■ **Exercise instructions**
Select every line of the records that contains the word "lace" and copy each one out.

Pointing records
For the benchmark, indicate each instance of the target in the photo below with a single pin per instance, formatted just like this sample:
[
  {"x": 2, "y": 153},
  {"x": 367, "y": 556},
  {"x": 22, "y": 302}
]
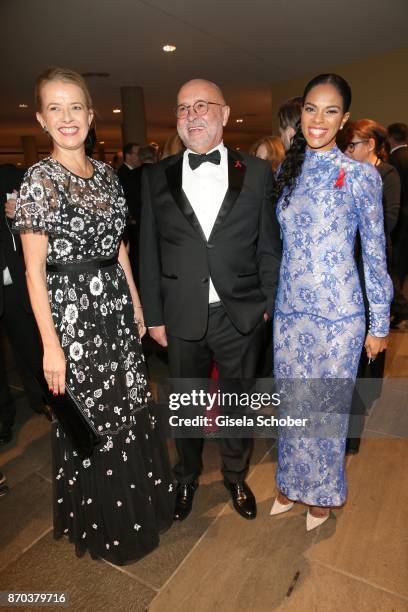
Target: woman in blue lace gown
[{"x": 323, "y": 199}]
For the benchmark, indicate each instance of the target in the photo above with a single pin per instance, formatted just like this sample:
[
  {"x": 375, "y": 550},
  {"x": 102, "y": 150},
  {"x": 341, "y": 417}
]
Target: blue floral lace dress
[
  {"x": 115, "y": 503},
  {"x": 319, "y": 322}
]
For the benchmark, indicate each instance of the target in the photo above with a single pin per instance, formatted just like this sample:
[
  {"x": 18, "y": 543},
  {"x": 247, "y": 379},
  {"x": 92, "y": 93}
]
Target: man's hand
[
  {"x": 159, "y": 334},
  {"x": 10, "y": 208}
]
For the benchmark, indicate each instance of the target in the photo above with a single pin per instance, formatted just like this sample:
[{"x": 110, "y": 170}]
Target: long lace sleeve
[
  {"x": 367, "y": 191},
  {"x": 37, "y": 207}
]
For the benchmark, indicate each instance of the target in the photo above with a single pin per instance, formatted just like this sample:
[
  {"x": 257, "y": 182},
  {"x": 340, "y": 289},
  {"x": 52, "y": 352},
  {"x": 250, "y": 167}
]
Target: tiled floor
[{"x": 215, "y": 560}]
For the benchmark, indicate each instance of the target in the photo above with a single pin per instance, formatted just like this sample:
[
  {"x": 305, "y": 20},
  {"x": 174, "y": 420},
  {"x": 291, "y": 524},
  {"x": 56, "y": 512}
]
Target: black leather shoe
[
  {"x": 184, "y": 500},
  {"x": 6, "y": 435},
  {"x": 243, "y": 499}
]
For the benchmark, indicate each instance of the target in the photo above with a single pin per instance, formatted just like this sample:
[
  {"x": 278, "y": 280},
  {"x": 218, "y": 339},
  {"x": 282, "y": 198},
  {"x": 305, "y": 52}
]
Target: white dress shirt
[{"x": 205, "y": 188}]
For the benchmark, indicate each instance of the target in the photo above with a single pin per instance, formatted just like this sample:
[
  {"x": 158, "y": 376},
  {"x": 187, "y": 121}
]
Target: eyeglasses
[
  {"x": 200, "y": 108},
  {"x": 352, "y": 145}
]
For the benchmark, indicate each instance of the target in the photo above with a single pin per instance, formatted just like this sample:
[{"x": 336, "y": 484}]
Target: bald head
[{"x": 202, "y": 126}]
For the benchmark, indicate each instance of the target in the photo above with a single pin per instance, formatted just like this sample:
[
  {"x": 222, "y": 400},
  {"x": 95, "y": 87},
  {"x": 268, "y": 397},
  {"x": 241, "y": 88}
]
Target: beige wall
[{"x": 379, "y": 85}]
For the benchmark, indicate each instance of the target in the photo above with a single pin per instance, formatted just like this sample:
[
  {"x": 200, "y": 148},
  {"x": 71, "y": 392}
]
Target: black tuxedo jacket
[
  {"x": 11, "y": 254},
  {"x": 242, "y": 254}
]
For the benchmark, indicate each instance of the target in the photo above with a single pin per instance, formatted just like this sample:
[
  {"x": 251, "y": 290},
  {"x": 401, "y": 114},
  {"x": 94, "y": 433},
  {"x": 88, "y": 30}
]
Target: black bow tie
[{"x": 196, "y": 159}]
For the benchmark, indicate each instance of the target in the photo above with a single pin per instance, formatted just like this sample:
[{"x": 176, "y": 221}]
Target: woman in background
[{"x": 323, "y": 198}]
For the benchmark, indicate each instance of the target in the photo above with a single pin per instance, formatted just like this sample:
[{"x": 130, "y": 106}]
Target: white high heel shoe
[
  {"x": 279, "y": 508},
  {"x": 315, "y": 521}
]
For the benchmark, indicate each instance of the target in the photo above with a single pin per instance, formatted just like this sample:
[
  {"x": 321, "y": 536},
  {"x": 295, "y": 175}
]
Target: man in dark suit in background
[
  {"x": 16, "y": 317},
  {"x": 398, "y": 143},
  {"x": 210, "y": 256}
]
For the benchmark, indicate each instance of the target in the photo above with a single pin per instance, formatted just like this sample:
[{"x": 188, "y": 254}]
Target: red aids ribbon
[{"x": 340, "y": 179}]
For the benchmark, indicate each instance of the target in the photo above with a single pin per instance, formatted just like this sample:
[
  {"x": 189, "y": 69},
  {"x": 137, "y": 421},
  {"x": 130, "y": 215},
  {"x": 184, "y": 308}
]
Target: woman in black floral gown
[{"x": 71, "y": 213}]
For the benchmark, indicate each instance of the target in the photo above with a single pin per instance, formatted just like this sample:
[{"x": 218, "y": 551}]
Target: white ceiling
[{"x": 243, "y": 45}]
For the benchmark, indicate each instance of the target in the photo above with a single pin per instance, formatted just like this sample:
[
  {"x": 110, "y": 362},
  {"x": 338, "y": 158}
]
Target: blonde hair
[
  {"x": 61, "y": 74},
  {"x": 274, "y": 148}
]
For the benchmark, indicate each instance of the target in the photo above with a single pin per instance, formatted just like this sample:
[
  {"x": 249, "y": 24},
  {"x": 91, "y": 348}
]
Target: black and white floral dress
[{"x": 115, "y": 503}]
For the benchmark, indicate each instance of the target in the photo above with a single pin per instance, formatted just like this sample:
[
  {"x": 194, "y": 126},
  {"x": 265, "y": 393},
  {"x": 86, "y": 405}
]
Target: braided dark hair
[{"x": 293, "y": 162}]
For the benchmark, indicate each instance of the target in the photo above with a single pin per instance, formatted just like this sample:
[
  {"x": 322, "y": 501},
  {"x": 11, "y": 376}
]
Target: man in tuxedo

■ **The output**
Target: woman in blue lace gown
Target: blue floral lace dress
Target: long lace sleeve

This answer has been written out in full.